EXERCISE TASK: Write out the rows from the first one through the line containing "0;96;253;246", both ends included and every request kept. Offset each bounding box coordinate in the answers by adding 21.
## Begin GIVEN INFORMATION
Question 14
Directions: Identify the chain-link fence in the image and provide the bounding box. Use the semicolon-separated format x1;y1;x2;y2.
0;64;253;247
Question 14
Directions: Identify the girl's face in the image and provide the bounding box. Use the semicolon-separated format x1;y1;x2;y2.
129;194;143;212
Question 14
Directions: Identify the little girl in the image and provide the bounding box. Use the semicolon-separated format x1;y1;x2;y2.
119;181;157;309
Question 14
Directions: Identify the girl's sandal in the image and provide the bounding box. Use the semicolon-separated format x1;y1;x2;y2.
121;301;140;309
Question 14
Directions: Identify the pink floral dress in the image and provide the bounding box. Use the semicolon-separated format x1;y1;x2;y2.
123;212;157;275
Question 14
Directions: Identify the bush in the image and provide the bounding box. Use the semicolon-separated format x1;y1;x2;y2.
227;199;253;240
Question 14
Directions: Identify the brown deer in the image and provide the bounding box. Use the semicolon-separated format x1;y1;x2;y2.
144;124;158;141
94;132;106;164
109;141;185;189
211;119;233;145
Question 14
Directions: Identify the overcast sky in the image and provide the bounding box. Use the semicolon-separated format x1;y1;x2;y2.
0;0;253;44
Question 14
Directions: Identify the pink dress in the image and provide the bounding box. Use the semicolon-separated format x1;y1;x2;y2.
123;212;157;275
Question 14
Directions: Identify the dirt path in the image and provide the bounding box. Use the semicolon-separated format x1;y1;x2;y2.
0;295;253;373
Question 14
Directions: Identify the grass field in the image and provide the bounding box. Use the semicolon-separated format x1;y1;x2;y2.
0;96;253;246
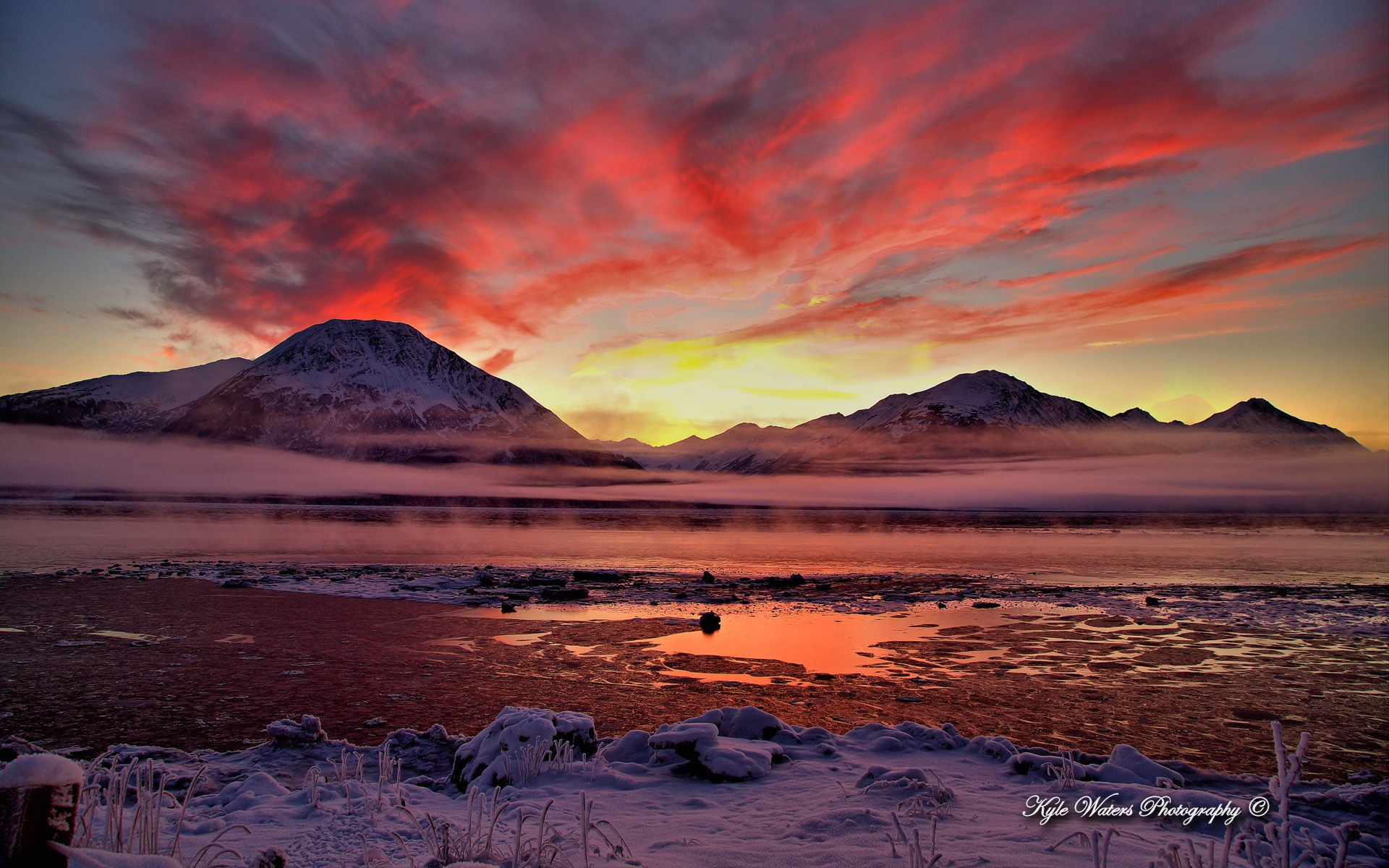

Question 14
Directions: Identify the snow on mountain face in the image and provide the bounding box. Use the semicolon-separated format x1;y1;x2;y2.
0;358;252;433
847;371;1108;435
1192;397;1363;448
165;320;603;460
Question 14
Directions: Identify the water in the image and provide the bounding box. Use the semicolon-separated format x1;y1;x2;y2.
0;501;1389;584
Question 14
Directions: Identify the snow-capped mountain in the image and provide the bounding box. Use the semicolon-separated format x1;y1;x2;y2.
846;371;1108;436
1192;397;1359;447
0;358;252;433
164;320;627;464
1110;407;1185;430
607;371;1363;474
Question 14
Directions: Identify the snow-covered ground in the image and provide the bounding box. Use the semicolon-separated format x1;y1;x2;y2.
8;707;1389;868
81;561;1389;636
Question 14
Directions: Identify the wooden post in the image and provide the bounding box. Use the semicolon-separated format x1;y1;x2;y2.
0;755;82;868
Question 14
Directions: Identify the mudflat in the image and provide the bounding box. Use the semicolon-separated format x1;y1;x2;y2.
0;575;1389;779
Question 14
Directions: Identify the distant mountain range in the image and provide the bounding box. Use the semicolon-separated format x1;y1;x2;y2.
591;371;1364;474
0;320;1364;474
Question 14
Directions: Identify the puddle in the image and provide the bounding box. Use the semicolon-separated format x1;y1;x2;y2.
642;605;1072;684
89;631;168;642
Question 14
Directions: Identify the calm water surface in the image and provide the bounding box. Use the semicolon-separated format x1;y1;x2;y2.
0;501;1389;584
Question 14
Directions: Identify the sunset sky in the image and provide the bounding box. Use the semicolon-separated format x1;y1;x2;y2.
0;0;1389;448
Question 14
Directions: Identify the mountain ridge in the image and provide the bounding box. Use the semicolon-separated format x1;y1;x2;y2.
0;320;1364;474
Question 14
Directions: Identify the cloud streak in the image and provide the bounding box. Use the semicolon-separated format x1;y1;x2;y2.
4;0;1386;352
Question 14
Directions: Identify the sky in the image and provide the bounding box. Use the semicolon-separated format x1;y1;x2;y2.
0;0;1389;448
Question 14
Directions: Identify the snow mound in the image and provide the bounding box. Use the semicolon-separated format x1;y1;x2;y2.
266;714;328;747
647;708;794;783
0;754;82;788
453;705;599;789
48;842;183;868
844;722;978;750
1006;739;1189;788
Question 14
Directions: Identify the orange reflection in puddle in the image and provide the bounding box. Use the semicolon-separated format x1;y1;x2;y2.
640;605;1066;681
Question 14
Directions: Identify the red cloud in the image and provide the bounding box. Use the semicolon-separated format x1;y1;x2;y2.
7;0;1386;352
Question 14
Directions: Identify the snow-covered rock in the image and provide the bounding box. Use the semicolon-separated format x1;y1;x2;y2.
0;754;82;788
48;843;183;868
266;714;328;747
453;705;599;789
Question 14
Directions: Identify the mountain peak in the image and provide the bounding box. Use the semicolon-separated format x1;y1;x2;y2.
847;371;1108;433
165;320;608;462
1193;397;1364;448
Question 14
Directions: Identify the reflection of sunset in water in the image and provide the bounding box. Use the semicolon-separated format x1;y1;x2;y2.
651;607;1027;675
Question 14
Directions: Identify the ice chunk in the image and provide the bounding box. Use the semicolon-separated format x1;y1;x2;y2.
453;705;599;788
603;729;651;762
647;715;786;783
266;714;328;747
0;754;82;788
1095;744;1184;786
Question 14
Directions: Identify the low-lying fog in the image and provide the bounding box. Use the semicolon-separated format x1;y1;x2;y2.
## End GIVEN INFORMATION
REPLY:
Question 14
Directions: Identify the chain-link fence in the image and provide the bounding box. Use the semicolon-separated format x1;y1;x2;y2.
21;85;274;268
Question 14
Directions: Identify the girl's face in the image and provide the bounding box. Use the semicolon-separated format x1;y1;x2;y2.
150;215;164;233
Question 14
Directions: Identify the little girl in the image and provide the bounding box. Use the semicolon-separated format x1;y1;x2;y2.
140;202;178;330
Question 14
Directions: Identify the girl's sandal in the image and provide the bounding box. Use the semicolon-separated format x1;y1;x2;y2.
142;322;161;330
Question 14
Directions: Identify the pink floral dress in the image and provide the bounding box. Use the semicolon-separated format x1;y1;x2;y2.
144;233;178;296
Question 14
Directions: Identify the bush in the image and provide the bounding box. Use the semicolon-separated format x1;y1;x2;y2.
248;220;274;261
Question 14
Directions: Identify the brown deer in the image and provide the bounding box. Use the semicolon-separated format x1;y1;x2;y2.
165;145;179;162
115;153;127;185
130;162;206;210
232;140;254;166
Question 14
Directions: Identify the overcast sky in the image and provide the bounding box. Use the semicolon-separated format x1;y1;x2;y2.
21;21;274;65
Question 14
Directions: Identify the pink dress in the image and provide the bounding box. Use the semicolon-separated format x1;y1;x2;y2.
144;233;178;296
Question 14
Directions: Identify the dirt path in the image and provide the bounding box. Use the semicolon-separated format x1;y1;x2;y2.
21;316;274;394
Question 14
Directions: Identify the grass field in the image and provide the bounding box. Use the semicolon-separated format x1;y1;x2;y2.
21;117;274;267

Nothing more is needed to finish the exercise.